Aim of the task >>
Leave out the lines before the one with "Point to the paved"; output that line and all remaining lines of the records exactly.

Records for the task >>
○ ○ ○ ○ ○
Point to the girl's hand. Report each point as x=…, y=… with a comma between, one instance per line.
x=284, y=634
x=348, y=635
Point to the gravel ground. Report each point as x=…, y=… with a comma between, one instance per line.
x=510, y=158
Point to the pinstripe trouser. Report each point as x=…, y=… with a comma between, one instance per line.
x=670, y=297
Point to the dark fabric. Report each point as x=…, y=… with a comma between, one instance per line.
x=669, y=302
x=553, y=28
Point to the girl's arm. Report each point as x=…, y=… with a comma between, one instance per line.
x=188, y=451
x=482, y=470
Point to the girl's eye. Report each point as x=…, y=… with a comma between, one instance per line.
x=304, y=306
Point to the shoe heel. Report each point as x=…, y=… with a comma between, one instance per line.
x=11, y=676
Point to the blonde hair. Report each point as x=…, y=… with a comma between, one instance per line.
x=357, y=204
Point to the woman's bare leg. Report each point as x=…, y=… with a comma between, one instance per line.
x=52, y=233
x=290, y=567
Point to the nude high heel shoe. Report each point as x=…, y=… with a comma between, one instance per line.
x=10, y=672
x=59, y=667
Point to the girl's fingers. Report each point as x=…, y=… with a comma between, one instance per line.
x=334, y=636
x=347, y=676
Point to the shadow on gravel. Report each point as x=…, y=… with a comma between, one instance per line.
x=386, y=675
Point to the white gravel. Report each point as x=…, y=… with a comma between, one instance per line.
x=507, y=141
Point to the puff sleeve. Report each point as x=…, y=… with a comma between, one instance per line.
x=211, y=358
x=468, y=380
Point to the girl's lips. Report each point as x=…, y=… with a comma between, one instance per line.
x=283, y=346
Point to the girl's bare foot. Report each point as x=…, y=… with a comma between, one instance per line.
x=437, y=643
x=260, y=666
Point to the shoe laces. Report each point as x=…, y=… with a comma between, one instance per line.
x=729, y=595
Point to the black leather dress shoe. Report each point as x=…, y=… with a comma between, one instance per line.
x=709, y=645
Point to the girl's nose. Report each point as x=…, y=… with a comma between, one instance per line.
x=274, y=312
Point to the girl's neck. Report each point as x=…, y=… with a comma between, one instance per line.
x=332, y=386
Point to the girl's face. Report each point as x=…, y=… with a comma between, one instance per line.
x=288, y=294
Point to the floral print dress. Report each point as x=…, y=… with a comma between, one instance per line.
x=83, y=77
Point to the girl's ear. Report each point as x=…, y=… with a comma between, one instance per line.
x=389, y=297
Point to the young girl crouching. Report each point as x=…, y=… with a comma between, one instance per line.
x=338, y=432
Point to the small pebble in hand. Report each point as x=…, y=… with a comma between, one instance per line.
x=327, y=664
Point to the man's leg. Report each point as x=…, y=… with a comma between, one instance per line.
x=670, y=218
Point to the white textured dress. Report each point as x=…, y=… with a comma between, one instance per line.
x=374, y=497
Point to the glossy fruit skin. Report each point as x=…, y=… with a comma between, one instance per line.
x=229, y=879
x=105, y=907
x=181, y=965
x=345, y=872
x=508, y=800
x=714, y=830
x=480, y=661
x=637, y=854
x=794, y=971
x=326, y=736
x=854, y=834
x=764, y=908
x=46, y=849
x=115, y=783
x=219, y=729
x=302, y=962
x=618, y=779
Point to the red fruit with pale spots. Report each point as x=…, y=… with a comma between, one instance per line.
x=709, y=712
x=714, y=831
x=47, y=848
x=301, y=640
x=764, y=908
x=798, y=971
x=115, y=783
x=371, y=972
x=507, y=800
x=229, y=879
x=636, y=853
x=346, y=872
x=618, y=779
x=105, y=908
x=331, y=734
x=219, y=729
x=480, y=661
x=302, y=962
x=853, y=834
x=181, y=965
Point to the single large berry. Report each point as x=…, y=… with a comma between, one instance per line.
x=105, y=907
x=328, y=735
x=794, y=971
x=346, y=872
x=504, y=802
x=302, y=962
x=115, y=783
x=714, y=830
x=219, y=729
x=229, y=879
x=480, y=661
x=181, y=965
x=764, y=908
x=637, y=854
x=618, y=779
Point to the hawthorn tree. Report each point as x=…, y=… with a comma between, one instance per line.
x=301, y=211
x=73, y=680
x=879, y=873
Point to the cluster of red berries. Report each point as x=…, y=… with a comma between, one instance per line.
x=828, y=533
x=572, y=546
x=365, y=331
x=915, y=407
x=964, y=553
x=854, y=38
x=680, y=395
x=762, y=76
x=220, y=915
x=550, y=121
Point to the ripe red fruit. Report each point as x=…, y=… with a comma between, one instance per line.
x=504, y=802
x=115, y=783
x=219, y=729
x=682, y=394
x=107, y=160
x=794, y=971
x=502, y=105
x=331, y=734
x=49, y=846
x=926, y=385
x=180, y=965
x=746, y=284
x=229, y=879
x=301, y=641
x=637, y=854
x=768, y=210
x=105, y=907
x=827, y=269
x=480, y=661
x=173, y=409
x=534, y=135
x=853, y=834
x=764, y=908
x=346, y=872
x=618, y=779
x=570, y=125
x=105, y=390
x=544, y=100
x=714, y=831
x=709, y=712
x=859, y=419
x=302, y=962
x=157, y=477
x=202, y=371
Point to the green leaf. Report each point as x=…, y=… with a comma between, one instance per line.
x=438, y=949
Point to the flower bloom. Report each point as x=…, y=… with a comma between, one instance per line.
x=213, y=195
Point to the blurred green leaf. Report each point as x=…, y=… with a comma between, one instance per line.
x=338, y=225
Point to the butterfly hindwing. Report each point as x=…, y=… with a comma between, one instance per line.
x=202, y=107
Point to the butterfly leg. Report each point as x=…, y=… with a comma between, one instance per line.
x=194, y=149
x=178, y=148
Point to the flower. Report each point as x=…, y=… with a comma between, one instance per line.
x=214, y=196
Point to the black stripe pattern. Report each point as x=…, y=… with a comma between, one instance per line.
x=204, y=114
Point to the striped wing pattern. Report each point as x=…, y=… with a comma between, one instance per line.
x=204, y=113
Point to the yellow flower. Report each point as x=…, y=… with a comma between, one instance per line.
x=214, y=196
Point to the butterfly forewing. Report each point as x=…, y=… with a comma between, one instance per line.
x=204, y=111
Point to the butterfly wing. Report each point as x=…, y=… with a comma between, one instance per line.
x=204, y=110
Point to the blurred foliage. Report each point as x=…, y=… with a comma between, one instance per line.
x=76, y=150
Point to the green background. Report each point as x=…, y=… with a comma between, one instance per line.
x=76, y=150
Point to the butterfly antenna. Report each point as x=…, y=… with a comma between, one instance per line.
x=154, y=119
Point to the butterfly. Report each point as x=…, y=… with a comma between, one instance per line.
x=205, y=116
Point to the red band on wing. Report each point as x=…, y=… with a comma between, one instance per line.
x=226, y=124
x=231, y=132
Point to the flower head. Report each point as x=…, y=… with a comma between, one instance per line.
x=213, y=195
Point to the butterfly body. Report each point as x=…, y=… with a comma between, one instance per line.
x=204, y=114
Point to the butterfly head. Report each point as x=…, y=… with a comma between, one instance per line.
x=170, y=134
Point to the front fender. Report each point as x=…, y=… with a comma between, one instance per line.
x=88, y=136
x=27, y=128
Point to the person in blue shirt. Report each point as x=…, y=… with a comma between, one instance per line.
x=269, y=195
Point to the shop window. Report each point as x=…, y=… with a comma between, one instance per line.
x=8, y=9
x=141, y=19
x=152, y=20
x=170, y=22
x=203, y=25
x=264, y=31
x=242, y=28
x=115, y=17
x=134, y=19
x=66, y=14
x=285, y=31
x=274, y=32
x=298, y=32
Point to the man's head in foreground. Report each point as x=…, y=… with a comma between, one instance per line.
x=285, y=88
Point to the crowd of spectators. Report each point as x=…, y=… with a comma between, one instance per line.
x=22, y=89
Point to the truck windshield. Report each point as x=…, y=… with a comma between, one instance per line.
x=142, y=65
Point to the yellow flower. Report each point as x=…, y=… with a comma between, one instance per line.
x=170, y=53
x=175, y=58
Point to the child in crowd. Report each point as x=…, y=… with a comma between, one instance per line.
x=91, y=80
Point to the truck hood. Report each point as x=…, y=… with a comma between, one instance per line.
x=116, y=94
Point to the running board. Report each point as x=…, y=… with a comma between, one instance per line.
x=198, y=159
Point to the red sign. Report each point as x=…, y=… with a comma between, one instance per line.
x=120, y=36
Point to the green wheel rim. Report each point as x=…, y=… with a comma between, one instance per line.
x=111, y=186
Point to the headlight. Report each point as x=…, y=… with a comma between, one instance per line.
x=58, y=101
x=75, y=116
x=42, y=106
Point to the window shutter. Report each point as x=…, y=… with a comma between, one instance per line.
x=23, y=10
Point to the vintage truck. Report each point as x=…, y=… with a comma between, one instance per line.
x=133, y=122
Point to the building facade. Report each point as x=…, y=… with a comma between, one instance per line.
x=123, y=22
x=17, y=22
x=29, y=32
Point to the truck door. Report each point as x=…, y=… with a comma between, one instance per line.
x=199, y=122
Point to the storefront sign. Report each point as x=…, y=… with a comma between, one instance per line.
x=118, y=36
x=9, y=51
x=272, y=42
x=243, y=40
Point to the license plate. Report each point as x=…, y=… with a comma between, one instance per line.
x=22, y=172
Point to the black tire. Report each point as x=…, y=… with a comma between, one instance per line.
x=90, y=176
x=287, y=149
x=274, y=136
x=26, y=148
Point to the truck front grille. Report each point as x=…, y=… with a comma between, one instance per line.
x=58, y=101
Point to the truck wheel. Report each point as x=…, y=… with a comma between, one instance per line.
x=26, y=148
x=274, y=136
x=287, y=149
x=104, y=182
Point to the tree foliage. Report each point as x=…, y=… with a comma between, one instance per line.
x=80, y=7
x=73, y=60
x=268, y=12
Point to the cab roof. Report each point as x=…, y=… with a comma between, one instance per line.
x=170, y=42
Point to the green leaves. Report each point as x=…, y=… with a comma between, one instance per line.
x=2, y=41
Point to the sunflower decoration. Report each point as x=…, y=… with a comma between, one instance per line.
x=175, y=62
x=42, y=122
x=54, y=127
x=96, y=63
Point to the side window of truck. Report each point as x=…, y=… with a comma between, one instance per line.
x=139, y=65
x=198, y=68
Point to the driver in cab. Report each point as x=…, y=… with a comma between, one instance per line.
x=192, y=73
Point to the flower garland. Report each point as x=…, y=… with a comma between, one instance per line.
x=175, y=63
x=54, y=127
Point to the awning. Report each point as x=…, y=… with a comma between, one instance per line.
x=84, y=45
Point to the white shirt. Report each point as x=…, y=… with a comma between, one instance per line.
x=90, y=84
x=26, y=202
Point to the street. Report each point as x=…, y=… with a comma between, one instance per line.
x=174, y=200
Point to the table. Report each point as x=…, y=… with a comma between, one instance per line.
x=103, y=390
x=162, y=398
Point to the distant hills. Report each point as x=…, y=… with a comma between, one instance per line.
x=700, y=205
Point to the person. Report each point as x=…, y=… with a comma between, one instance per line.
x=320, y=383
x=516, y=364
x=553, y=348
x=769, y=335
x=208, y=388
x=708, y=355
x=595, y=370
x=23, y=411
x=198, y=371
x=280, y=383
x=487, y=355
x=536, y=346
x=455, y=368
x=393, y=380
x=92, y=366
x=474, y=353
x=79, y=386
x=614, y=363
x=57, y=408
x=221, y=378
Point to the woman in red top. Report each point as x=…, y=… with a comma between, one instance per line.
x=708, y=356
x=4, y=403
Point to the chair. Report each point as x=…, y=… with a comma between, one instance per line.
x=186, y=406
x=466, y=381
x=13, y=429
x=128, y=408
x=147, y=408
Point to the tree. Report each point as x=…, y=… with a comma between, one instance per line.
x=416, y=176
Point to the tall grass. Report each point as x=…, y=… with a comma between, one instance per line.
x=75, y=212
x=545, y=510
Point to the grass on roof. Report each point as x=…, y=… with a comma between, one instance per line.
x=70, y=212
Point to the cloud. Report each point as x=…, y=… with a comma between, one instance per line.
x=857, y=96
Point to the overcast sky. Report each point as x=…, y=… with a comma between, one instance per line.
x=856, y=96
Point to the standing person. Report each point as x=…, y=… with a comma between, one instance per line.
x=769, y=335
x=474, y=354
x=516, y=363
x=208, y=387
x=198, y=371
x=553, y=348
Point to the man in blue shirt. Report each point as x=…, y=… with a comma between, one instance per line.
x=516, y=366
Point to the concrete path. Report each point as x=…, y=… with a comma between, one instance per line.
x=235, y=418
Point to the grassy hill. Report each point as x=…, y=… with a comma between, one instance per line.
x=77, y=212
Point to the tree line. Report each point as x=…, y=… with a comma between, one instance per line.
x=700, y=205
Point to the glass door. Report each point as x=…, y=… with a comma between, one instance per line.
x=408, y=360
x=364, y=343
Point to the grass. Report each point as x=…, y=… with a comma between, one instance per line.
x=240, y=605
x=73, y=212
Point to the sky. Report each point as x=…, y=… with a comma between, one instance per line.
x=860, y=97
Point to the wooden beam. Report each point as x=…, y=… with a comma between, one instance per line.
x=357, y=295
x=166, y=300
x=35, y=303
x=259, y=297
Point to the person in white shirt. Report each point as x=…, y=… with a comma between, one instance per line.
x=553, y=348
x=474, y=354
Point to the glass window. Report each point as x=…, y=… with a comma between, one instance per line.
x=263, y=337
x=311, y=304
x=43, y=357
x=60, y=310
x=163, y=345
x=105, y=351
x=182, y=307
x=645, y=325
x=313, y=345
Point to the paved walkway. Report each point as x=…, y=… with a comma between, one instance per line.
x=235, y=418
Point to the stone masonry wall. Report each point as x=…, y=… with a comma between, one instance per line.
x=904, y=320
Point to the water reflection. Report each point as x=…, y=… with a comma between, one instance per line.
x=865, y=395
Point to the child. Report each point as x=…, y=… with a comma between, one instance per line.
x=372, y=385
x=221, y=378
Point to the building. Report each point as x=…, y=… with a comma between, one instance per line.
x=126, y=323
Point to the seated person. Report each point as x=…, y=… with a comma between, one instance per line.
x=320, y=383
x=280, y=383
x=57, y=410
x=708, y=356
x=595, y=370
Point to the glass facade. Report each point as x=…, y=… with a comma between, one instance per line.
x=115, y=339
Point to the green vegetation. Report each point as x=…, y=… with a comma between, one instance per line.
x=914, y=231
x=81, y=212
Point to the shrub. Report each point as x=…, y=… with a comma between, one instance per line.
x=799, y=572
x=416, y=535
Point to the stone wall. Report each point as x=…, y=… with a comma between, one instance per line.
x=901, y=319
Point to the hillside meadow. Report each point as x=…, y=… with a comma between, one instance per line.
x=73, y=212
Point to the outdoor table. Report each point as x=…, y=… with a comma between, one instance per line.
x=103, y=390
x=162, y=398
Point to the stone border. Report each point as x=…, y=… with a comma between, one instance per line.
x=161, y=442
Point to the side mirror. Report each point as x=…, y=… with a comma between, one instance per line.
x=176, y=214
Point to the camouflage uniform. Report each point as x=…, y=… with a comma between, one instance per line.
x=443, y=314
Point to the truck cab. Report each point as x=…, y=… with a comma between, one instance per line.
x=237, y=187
○ ○ ○ ○ ○
Solution to the exercise >>
Point to the paved walkway. Report each point as x=…, y=… with a comma between, one instance per line.
x=235, y=418
Point to the stone masonry wall. Report each point as x=…, y=… with a comma between, one instance per line.
x=904, y=320
Point to the water reflection. Report each point as x=…, y=… with a comma between, one instance per line.
x=865, y=395
Point to the child. Report each point as x=…, y=… with a comma between, one instance per line.
x=372, y=385
x=221, y=378
Point to the building. Report each point as x=…, y=… with a comma between, one instance per line.
x=126, y=323
Point to the seated person. Report each point as x=…, y=… with a comma between, one instance per line.
x=320, y=383
x=280, y=383
x=57, y=410
x=708, y=356
x=595, y=370
Point to the glass facade. Report each point as x=…, y=… with a comma between, one instance per line.
x=115, y=339
Point to the green vegetation. Report each point as x=…, y=… with a comma between, one instance per line.
x=914, y=231
x=81, y=212
Point to the shrub. Report each point as x=…, y=… with a comma between, one instance per line.
x=799, y=572
x=416, y=535
Point to the stone wall. Report each point as x=…, y=… with a comma between, one instance per line.
x=901, y=319
Point to the hillside meadow. Report each point as x=…, y=… with a comma between, one instance per line.
x=73, y=212
Point to the outdoor table. Report each point as x=…, y=… with a comma between, one instance per line.
x=103, y=390
x=162, y=398
Point to the stone border. Report each point as x=…, y=… with a comma between, one instance per line.
x=161, y=442
Point to the side mirror. Report each point as x=…, y=… with a comma between, one instance per line.
x=176, y=214
Point to the camouflage uniform. Report each point as x=…, y=… with a comma between, one instance per line.
x=443, y=314
Point to the truck cab. Report each point as x=…, y=… with a comma between, one instance per line.
x=237, y=187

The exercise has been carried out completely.